┌────────

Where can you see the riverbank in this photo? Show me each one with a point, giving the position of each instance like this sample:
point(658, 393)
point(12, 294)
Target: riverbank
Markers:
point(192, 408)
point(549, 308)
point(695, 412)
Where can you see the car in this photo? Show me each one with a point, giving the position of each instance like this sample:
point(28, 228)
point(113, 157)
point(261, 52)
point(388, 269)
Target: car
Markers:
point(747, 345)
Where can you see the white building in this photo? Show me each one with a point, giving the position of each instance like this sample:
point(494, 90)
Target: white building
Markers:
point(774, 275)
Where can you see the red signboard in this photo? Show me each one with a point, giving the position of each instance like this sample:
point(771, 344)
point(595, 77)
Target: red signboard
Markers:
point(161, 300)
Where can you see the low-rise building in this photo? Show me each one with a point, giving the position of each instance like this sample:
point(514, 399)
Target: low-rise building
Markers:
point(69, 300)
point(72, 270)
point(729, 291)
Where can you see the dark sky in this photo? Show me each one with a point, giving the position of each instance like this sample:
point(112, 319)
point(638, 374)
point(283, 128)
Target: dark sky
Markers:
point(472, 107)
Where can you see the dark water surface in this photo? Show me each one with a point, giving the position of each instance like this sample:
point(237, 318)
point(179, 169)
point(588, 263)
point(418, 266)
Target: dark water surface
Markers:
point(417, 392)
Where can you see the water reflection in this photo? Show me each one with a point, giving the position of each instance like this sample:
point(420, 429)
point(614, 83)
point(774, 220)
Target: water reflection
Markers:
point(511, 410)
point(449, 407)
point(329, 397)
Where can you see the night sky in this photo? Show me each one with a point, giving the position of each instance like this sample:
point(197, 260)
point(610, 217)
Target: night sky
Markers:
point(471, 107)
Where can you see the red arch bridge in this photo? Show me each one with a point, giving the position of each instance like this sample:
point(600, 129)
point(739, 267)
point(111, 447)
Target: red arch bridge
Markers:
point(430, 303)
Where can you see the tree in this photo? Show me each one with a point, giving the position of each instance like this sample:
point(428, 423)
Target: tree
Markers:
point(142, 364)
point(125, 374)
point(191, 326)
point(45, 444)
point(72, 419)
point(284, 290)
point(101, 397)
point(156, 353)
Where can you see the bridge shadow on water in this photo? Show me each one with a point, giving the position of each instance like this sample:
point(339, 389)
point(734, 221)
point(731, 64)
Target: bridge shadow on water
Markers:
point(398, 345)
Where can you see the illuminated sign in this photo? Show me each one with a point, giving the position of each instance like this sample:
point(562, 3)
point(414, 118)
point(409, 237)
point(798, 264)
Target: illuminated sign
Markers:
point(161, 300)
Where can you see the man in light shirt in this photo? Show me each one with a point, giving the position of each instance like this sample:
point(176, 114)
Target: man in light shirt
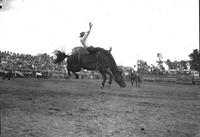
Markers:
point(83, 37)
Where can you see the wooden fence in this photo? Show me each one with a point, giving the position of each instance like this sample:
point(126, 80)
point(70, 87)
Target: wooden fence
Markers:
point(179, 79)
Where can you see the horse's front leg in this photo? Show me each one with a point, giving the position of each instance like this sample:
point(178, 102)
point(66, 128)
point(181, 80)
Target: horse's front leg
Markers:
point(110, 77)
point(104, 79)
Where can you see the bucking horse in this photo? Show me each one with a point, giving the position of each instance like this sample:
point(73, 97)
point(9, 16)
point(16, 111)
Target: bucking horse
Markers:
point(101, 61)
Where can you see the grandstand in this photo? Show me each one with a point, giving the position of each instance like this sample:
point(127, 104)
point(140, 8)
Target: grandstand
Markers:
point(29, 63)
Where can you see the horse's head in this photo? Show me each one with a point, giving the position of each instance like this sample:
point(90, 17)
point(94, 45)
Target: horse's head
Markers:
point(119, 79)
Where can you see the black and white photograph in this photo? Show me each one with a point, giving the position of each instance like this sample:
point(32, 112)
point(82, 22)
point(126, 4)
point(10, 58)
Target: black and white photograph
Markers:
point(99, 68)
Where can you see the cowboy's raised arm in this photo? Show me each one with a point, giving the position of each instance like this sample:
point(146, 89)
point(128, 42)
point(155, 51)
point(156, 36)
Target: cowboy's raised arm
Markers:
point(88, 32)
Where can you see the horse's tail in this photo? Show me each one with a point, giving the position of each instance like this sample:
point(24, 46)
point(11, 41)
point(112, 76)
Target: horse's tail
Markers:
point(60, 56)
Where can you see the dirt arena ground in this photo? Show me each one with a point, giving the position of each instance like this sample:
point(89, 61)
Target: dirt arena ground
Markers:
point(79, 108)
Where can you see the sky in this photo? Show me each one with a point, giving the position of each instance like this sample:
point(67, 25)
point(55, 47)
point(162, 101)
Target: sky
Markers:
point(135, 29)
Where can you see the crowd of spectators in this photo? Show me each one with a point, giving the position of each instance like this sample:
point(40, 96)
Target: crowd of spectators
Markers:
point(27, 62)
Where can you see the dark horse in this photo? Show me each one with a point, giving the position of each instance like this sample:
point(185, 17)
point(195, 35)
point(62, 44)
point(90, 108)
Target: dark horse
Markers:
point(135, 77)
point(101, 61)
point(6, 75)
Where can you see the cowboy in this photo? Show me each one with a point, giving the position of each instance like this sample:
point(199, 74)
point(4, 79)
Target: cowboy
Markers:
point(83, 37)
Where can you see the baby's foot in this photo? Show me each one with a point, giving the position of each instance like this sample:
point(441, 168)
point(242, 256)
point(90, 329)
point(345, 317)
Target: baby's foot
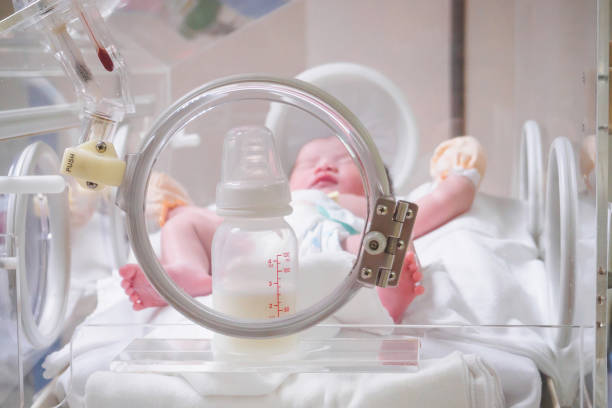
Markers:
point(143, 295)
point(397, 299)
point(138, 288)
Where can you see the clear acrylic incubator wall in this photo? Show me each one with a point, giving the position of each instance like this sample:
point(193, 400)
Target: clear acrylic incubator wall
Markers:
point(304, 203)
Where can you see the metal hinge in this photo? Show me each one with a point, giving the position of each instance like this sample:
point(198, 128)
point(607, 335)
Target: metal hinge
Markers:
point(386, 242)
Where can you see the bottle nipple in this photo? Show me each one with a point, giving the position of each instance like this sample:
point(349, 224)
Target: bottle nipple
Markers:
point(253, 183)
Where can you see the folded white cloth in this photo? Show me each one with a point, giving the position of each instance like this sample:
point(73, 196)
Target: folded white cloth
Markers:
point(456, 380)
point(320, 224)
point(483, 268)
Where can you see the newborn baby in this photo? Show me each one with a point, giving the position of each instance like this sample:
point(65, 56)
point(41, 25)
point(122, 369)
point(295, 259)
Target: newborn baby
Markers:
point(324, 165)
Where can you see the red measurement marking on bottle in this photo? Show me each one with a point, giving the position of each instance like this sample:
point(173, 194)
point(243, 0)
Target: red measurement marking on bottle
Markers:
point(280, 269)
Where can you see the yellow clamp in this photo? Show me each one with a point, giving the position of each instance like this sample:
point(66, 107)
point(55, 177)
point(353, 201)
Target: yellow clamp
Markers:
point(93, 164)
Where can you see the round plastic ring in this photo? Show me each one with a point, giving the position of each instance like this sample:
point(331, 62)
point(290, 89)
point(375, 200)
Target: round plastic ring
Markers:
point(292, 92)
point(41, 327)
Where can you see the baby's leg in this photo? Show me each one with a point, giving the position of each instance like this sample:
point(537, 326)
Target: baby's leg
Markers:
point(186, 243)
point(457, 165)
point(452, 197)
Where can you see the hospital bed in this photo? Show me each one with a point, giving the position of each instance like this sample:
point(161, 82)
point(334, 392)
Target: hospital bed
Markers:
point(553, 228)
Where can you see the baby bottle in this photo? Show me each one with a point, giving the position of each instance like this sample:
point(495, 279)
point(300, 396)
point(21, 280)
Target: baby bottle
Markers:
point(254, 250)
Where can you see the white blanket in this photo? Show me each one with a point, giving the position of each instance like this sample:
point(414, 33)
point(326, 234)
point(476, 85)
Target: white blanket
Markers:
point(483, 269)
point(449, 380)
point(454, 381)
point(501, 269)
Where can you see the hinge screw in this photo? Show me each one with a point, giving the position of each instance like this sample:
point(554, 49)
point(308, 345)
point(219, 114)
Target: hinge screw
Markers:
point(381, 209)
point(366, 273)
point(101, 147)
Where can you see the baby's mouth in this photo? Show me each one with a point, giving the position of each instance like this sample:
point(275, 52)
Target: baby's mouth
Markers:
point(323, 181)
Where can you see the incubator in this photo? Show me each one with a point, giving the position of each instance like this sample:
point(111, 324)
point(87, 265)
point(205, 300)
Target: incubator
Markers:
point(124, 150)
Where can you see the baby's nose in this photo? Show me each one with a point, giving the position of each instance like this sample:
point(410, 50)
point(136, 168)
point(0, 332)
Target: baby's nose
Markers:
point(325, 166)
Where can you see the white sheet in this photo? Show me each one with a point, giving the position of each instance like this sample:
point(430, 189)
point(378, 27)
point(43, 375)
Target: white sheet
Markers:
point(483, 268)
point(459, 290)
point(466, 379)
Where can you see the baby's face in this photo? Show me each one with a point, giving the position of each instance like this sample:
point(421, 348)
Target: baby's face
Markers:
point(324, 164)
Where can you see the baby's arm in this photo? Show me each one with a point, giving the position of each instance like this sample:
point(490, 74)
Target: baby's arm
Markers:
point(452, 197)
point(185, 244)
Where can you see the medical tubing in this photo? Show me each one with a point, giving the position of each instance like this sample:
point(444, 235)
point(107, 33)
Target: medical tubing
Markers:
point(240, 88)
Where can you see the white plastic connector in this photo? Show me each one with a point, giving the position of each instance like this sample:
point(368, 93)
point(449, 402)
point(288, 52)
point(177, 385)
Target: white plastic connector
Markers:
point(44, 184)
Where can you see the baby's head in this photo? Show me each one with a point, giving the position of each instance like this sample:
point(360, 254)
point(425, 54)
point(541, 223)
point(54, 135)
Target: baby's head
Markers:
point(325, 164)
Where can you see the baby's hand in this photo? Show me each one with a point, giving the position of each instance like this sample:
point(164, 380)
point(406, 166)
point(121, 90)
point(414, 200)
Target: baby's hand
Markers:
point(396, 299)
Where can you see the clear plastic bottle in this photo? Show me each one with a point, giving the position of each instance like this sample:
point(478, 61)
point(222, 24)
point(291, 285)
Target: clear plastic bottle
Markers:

└────────

▶ [WRITTEN REQUEST] Convert the lines of the data starting at the line that contains "Where can you see the wooden" and ending at the line that contains "point(104, 79)", both included, into a numbered list. Leave out any blank lines.

▶ [OUTPUT]
1. Where can you see the wooden fence in this photo? Show me each one with a point, giving the position of each instance like this sample:
2. point(126, 80)
3. point(70, 87)
4. Target: wooden fence
5. Markers:
6. point(179, 79)
7. Where can you see the horse's front leg in this photo? Show me each one with a point, giving the position of each instance like this sample:
8. point(178, 102)
9. point(66, 128)
10. point(181, 80)
11. Target: horse's front leg
12. Markers:
13. point(110, 77)
14. point(104, 79)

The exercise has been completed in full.